All lines holding the word "every" in the listing below need to be copied.
——
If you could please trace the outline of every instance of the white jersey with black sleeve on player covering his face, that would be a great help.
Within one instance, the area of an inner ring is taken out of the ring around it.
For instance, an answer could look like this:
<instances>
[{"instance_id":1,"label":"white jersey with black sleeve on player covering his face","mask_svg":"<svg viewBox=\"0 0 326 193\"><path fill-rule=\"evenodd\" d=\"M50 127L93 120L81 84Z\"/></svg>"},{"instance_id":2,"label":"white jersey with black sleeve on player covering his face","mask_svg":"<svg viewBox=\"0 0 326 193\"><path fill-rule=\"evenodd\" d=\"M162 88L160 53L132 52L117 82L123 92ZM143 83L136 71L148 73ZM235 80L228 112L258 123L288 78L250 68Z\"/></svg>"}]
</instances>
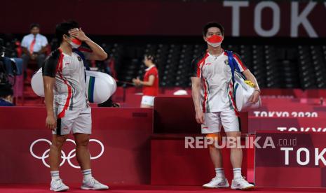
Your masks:
<instances>
[{"instance_id":1,"label":"white jersey with black sleeve on player covering his face","mask_svg":"<svg viewBox=\"0 0 326 193\"><path fill-rule=\"evenodd\" d=\"M88 106L83 59L76 52L67 55L57 49L43 64L43 76L55 78L54 106L57 117L66 110L83 110Z\"/></svg>"}]
</instances>

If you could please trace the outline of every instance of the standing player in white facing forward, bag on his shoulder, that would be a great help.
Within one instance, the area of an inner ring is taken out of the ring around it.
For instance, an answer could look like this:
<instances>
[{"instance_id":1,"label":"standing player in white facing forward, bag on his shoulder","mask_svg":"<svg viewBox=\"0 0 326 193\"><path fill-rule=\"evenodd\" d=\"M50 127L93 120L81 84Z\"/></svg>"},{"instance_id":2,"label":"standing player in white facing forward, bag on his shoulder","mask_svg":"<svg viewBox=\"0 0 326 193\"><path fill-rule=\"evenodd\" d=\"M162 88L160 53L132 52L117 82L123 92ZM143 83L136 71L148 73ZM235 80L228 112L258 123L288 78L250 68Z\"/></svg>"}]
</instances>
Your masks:
<instances>
[{"instance_id":1,"label":"standing player in white facing forward, bag on his shoulder","mask_svg":"<svg viewBox=\"0 0 326 193\"><path fill-rule=\"evenodd\" d=\"M208 43L208 49L191 62L192 97L196 110L196 121L201 124L203 134L219 136L221 126L223 126L226 136L240 137L240 119L232 94L231 68L228 56L221 48L224 28L221 24L210 22L203 27L203 38ZM260 90L256 78L243 64L239 55L234 52L233 59L245 78L254 83L255 91L250 97L250 101L257 103ZM215 166L216 176L203 187L229 187L229 182L224 176L221 151L214 145L210 146L210 157ZM235 190L254 188L241 174L242 150L232 148L230 159L233 166L231 188Z\"/></svg>"}]
</instances>

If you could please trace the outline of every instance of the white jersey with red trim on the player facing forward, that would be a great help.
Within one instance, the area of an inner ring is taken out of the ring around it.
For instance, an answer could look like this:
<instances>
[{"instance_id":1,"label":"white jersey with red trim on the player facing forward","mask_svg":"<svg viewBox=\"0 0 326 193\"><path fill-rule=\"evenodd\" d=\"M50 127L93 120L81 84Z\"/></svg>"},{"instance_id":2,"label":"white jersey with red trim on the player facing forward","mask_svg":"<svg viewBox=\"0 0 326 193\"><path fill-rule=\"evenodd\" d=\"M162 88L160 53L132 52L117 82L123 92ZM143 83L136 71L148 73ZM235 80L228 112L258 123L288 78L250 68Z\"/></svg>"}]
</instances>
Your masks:
<instances>
[{"instance_id":1,"label":"white jersey with red trim on the player facing forward","mask_svg":"<svg viewBox=\"0 0 326 193\"><path fill-rule=\"evenodd\" d=\"M239 55L234 52L233 58L238 64L240 72L247 69ZM193 59L191 76L201 78L201 108L203 113L236 110L236 103L232 95L231 68L226 52L217 57L205 52L200 57Z\"/></svg>"}]
</instances>

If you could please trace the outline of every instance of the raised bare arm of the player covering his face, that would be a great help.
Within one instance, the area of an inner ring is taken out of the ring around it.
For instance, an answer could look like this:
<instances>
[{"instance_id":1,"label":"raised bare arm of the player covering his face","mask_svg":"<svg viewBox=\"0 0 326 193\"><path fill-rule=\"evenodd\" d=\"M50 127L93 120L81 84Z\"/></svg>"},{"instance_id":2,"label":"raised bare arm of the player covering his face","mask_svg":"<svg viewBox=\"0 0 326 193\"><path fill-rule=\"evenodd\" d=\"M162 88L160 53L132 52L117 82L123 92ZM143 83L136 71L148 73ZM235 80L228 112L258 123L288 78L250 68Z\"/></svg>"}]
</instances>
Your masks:
<instances>
[{"instance_id":1,"label":"raised bare arm of the player covering his face","mask_svg":"<svg viewBox=\"0 0 326 193\"><path fill-rule=\"evenodd\" d=\"M74 38L78 38L80 41L85 42L92 52L90 53L88 59L90 60L104 60L107 59L107 53L104 52L104 50L101 48L100 45L97 45L97 43L93 42L86 34L79 29L79 31L76 31L74 29L69 31L69 34L73 36Z\"/></svg>"}]
</instances>

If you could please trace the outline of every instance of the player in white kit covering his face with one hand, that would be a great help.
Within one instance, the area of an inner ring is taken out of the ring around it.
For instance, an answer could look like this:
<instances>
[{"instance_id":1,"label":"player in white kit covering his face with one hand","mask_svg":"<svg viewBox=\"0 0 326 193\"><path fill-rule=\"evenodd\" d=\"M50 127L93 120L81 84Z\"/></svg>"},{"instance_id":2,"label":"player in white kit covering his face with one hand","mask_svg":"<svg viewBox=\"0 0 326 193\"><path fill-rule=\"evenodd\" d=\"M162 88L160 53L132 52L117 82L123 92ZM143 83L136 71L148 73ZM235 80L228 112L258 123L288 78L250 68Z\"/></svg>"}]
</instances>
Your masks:
<instances>
[{"instance_id":1,"label":"player in white kit covering his face with one hand","mask_svg":"<svg viewBox=\"0 0 326 193\"><path fill-rule=\"evenodd\" d=\"M60 47L43 64L43 83L46 101L46 127L53 130L50 146L50 190L69 190L59 177L62 145L70 133L76 142L76 158L83 173L84 190L105 190L92 176L88 142L92 129L91 110L86 96L83 59L104 60L107 53L88 38L76 22L57 24L55 35ZM90 49L79 49L81 42Z\"/></svg>"}]
</instances>

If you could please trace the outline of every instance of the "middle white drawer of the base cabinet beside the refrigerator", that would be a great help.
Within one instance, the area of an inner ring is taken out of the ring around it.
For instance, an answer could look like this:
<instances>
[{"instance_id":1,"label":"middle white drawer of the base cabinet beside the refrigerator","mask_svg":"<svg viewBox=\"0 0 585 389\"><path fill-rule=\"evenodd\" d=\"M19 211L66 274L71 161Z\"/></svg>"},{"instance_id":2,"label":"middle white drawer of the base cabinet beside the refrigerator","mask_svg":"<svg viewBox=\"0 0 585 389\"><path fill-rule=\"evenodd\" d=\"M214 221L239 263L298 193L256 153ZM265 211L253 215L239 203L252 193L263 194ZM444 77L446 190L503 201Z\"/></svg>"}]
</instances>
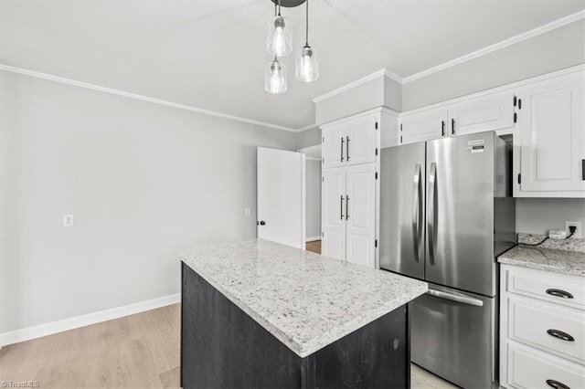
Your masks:
<instances>
[{"instance_id":1,"label":"middle white drawer of the base cabinet beside the refrigerator","mask_svg":"<svg viewBox=\"0 0 585 389\"><path fill-rule=\"evenodd\" d=\"M526 298L511 297L507 301L509 339L585 362L584 311Z\"/></svg>"}]
</instances>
——
**TASK RESPONSE:**
If you could please trace the outline of every instance of the white jersey with black sleeve on player covering his face, that would be a great help.
If you could please trace the outline of every instance of the standing player in white facing forward, bag on his shoulder, that would be a great help.
If you could please trace the outline of every instance of the white jersey with red trim on the player facing forward, that would be a great help.
If you could please trace the outline of every instance of the raised bare arm of the player covering his face, that would be a great help.
If you could please trace the outline of every instance of the player in white kit covering his face with one hand, that would be a great help.
If you could please trace the outline of every instance of the "middle white drawer of the base cabinet beside the refrigerator", that would be a great help.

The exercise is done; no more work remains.